━━ PASSAGE PROVIDED ━━
There’s something noble about having sweat on your brow.  To some it’s more wholesome than doing something for a living that doesn’t necessitate physical labor.  And doing it out in the open countryside is better than doing it in a city or in an enclosed structure, if you have the choice.  Beyond being romantic, some consider that to be the essence of being patriotic, American and politically, I sense it to be Republican. 

Clever marketers have capitalized on this by naming a hardware store chain that caters to such non-urban people as the “Tractor Supply Company.”  I doubt that many of its customers own tractors. Similarly, the image of hardworking, muscular stevedores on the docks or loading railroad cars is the theme of hardware stores that call themselves “Harbor Freight Company.”

Very subtly, the image suggested by the very names of these chain stores excludes many Americans from their supposed customer base, even though anyone’s money or credit card is acceptable there.  It is hard to pin down, but there is something vaguely uncomfortable about the idea of individuals being able to do things for themselves and not along with others.  I sense that no one who shops in either place belongs to a union.
━━━
> REQUIRED WORK
Write the next part of the passage about hardware store chains and the image of hard physical work, beginning right after its last sentence. The rows have no connection to the passage on hardware store names and the appeal of physical labor.
━━ PROVIDED MATERIAL ━━
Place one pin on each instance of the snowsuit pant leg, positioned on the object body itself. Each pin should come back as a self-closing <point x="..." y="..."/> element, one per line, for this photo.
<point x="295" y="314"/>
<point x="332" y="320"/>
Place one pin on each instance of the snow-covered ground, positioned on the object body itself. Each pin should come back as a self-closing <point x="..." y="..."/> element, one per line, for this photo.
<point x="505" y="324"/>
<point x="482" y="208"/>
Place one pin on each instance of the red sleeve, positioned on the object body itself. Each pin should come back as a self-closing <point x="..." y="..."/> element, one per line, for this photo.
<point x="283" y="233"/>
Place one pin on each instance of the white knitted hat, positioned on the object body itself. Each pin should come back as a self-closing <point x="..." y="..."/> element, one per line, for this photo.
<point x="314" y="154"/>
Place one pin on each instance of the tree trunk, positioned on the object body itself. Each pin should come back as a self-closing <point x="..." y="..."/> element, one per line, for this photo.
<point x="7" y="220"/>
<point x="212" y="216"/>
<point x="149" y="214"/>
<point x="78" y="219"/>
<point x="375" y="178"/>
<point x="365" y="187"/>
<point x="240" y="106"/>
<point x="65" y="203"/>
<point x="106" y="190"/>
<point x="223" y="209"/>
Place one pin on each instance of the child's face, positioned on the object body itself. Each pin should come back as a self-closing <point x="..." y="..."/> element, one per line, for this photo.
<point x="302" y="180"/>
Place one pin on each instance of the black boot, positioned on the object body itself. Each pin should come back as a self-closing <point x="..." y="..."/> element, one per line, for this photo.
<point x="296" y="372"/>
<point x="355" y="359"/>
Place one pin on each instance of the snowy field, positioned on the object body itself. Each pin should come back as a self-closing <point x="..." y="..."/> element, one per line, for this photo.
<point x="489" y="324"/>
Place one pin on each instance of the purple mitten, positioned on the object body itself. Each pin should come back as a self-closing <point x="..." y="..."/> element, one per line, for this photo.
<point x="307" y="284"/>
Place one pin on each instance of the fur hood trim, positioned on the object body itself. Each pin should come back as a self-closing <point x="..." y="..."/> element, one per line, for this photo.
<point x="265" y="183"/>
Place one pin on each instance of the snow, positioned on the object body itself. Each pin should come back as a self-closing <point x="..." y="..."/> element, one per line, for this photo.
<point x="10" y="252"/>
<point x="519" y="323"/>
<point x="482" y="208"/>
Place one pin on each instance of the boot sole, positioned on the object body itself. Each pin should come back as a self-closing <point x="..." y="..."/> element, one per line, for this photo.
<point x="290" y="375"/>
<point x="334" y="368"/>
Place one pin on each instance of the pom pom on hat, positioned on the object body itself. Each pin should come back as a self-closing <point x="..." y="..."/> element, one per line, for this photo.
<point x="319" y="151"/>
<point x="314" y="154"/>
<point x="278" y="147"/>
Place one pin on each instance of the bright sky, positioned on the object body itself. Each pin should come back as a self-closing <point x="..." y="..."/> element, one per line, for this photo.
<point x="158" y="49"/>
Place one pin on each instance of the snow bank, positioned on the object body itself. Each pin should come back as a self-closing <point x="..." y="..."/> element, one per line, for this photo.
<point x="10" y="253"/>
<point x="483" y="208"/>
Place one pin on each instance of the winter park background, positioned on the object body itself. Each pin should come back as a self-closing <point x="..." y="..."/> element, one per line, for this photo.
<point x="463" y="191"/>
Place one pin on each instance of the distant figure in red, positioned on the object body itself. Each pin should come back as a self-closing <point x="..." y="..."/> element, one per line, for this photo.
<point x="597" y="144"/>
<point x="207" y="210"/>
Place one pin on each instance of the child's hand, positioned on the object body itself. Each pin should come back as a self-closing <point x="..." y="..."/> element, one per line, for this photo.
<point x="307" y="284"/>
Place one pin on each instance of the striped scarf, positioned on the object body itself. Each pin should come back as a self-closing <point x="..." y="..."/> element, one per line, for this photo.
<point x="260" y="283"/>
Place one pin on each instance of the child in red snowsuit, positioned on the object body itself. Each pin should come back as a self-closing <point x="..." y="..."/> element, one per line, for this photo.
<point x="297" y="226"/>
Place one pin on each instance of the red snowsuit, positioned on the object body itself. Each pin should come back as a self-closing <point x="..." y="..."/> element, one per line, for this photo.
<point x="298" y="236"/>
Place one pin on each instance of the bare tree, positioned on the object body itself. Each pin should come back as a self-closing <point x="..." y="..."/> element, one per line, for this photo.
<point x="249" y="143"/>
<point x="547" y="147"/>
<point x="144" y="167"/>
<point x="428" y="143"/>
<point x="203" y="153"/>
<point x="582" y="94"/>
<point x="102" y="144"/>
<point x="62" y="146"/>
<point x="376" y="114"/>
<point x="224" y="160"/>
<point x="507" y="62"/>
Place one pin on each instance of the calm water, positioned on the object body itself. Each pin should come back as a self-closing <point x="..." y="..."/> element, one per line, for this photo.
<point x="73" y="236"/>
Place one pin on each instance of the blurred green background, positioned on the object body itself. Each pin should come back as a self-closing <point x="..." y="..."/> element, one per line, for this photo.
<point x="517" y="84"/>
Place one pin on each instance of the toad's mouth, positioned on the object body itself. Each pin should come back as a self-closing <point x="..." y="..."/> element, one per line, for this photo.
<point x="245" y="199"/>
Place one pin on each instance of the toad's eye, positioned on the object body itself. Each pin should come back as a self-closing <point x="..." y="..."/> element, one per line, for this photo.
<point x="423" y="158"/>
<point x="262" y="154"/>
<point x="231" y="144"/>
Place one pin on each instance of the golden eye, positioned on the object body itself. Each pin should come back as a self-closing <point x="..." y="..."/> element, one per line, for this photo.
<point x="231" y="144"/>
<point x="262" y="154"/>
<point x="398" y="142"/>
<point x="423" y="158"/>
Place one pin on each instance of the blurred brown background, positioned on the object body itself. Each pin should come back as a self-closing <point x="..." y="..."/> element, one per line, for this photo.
━━━
> EXERCISE RESPONSE
There is something about the marketing approach of Tractor Supply and Harbor Freight stores, making individualism appear more important than cooperation, which is not unlike that of undemocratic forces on the far right of our political spectrum. It’s that self-sufficient “cowboy” mentality that elected Ronald Reagan in 1980 showing up again in our culture, the idea that all dressing up requires is a cleaner pair of blue jeans than the ones you wore when you cleaned out your cesspool.

For me, Home Depot, Lowes and Ace Hardware stores seem more democratic, the last mentioned being about the closest one can get to a ‘mom and pop’ operation today. (It's interesting that neither Tractor Supply nor Harbor Freight sells paint, but almost all Ace Hardware locations do, probably the key to their survival.)

Amazon, I won’t even mention.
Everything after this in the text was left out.